**Verilen Metin:**

■ ■ ■ ■

Tıp

Râzî tahsilini tamamlamak için çıktığı seyahatte Horasan bölgesindeki çeşitli merkezlerde Yunan, Hint, İran ve İslâm tıbbı üzerinde araştırmalar yapmış ve Helenistik çağın en ünlü hekimi Câlînûs’tan beri hiçbir tabibin ulaşamadığı tıp bilgisine sahip olmuştu. Doğduğu şehir olan Rey’e dönünce oradaki bîmâristanın başhekimliğine getirilmiş, her alandaki geniş bilgisi, tıptaki üstün başarısı ve sağlam karakteri sebebiyle hem saray hekimi hem devlet işlerinde danışman olarak önemli görevler üstlenmiştir (a.g.e., s. 101-102). Otuz küsur yaşlarında Bağdat’a gitmiş ve sonradan Bîmâristân-ı Adudî adıyla anılacak olan hastahanenin başhekimlik sınavını yüz hekim arasından kazanmıştır (İbn Ebû Usaybia, s. 425). Hizmeti muntazam bir şekilde nöbetleşe yürütebilmek için hastahaneye dahiliye, hariciye, nöroloji, ortopedi ve göz hekimlerinden oluşan yirmi dört kişilik bir uzman kadrosu daha ilâve etmiştir (Hunke, s. 159). Râzî geliştirdiği çok ileri bir yöntemle kliniklerde hastaları önce asistanlara, sonra başasistanlara muayene ettirir, onların teşhiste güçlük çektikleri bir vak‘a olursa o zaman kendisi müdahale ederdi. Hastahanelerde muayene, teşhis, ilâçların etkileri ve vak‘anın bütün seyri defterlere geçirilirdi (a.g.e., s. 166). Ayrıca o tıp tarihinde kimyayı tıbbın hizmetinde kullanan ilk hekim olarak bilinmektedir. Her ne kadar İbn Sînâ onu “irinli çıbanları deşme, idrar ve dışkı inceleme konusunda uzman” diyerek küçümsüyorsa da (Tancî, s. 272-273) gerçekte deney ve klinik bulgulardan hareketle dünya tıp tarihine getirdiği yenilikler açısından İbn Sînâ’dan çok ileridedir.

■ ■ ■ ■

**Ham Veri:**
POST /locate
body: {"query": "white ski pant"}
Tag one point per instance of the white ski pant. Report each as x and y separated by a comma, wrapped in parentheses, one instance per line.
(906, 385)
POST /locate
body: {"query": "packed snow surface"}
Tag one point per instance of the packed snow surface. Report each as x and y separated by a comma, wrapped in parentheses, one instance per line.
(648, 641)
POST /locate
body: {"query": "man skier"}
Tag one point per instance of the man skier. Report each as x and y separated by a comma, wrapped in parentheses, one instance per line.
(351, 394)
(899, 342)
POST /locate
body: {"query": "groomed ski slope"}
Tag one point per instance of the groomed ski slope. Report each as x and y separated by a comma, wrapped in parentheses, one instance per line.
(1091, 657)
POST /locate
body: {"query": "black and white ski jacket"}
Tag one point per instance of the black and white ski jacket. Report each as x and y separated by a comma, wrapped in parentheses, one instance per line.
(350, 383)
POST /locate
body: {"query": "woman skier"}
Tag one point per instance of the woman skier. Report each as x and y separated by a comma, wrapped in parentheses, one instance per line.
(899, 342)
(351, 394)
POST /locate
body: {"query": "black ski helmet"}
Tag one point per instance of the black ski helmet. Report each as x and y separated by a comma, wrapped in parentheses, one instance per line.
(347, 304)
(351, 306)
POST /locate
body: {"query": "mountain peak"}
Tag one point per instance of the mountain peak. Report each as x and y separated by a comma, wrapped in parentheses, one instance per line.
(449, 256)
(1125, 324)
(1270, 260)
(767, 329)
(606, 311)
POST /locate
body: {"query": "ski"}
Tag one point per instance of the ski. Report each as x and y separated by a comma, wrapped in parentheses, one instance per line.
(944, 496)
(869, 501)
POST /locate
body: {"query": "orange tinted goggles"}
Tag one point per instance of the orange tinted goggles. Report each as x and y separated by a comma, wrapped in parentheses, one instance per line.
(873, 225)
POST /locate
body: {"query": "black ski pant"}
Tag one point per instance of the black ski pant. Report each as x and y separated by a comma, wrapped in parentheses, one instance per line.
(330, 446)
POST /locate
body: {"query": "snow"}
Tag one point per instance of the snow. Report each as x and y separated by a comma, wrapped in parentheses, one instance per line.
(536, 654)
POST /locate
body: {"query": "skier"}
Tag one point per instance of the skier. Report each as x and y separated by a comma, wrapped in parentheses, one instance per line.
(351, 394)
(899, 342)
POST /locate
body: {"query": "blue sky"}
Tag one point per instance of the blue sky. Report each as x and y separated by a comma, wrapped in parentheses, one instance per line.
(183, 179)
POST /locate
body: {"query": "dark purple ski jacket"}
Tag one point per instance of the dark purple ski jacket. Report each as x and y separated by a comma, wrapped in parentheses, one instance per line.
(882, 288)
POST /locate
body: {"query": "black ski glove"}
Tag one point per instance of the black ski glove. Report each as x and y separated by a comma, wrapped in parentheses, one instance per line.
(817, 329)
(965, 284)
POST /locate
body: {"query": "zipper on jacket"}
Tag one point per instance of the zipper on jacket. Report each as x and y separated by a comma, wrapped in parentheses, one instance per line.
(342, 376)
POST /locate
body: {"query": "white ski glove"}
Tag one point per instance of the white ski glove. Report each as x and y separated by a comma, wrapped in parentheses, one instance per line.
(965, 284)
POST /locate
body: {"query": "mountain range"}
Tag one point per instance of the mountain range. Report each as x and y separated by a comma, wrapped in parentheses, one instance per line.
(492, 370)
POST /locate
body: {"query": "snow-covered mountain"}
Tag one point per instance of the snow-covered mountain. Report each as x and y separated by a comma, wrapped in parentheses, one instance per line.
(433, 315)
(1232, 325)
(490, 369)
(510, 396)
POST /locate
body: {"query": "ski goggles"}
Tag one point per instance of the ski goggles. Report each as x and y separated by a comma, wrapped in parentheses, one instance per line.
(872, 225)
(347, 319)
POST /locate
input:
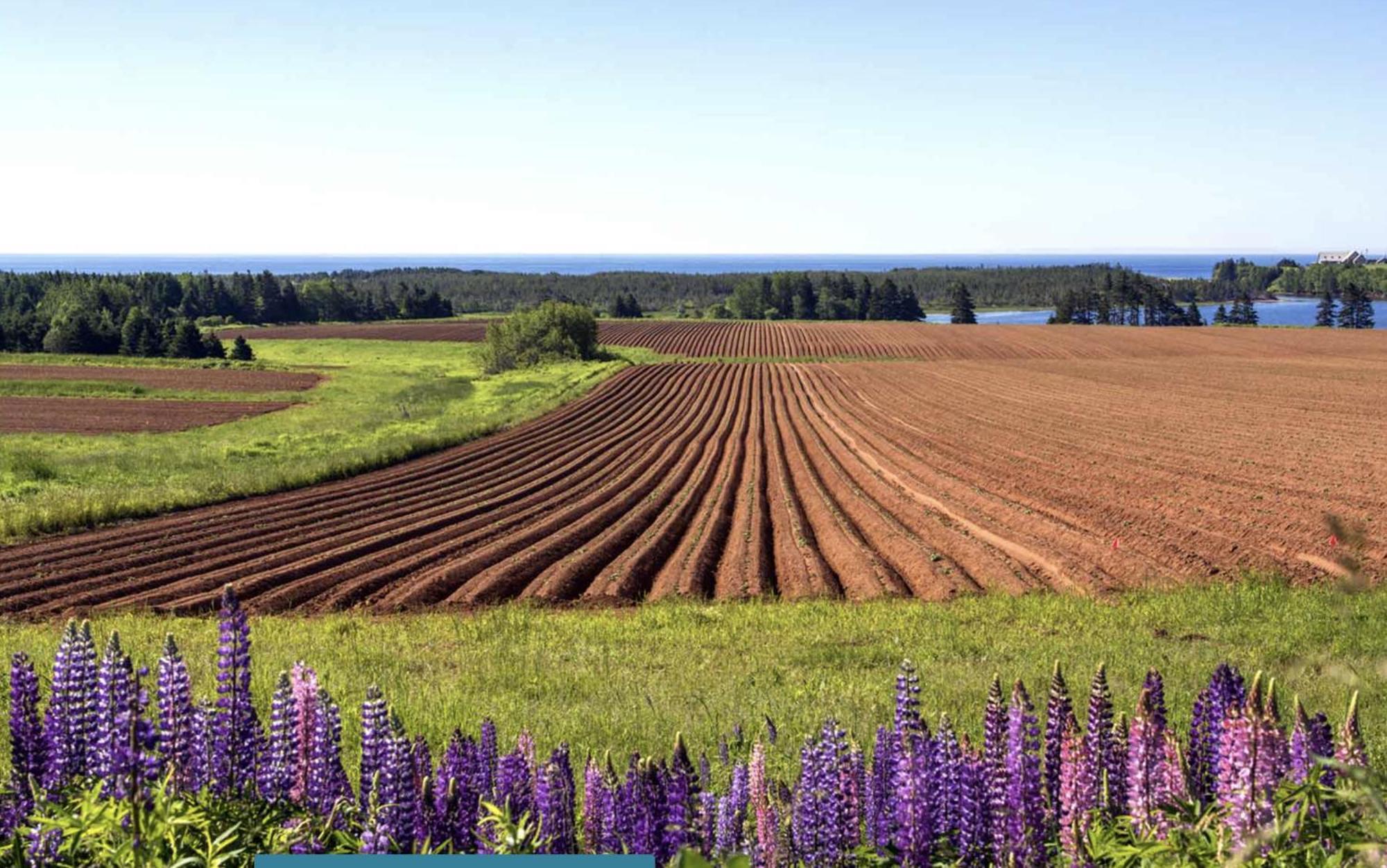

■ ■ ■ ■

**Çözülecek Problem:** Verilen metne göre Râzî'nin, başhekimlik sınavını kazandığı hastahaneye yirmi dört kişilik bir uzman kadrosunu hangi amaçla eklediğini lütfen bir iki cümleyle açıklayın.

**Cevap:** Râzî bu kadroyu hastahanedeki hizmetin muntazam bir şekilde nöbetleşe yürütülebilmesi için eklemiştir. Kadro dahiliye, hariciye, nöroloji, ortopedi ve göz hekimlerinden oluşuyordu.